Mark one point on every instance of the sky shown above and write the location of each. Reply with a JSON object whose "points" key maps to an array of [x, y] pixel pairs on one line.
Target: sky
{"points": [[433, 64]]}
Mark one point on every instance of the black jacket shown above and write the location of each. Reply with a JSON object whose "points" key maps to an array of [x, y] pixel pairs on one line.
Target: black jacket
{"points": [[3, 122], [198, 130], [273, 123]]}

---

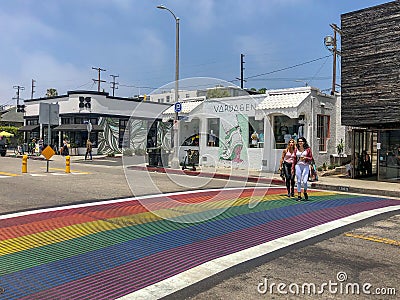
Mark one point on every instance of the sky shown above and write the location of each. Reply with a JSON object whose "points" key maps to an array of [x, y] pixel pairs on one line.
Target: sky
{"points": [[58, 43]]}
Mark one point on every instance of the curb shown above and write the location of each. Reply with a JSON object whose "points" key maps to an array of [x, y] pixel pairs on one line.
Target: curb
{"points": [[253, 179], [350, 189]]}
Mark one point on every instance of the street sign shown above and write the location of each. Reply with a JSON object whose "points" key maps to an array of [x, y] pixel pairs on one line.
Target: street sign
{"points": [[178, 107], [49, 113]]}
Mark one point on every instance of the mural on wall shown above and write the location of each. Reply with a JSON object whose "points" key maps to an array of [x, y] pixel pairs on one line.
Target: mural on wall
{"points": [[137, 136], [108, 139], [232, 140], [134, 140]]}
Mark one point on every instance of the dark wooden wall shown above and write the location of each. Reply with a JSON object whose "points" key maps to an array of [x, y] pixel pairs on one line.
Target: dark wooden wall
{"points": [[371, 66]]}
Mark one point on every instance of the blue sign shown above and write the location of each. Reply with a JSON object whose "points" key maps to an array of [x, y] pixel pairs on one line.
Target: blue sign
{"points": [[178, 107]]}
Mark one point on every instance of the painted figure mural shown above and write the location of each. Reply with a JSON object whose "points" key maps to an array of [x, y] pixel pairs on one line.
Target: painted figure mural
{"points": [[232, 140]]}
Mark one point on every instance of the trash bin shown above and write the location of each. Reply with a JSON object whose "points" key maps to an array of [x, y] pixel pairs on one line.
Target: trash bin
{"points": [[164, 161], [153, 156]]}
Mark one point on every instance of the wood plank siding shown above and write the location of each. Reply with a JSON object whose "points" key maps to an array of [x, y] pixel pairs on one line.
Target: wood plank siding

Problem
Reproduce word for word the stretch of items from the line containing "Mark one point on every instance of the blue" through the line containing "Target: wood plank siding", including both of those lines and nothing outside them.

Solution for this exercise
Mark one point on every instance of the blue sign shown above and write the location of each. Reply with a JSON object whose "points" key maps to an array of [x, y] pixel pairs on one line.
Target: blue sign
{"points": [[178, 107]]}
Mark one point on every instance of the painted figure mural shown above and write the location of each. Reply with a JSON object whose "points" key maps to an array of [x, y] pixel pairs on one line.
Target: painted figure mural
{"points": [[232, 140]]}
Mark one point on every instance of the trash bin shown above and write the location of each. Reply with a JSON object whose "points" key maps to an array of [x, y] pixel pairs on one line.
Target: trash bin
{"points": [[164, 161], [153, 156]]}
Mark one point on every instance of the wood plank siding shown above and write the location of each. Reply with a JSON object whose "points" key maps to an array of [x, y] pixel pairs on one line.
Target: wood plank siding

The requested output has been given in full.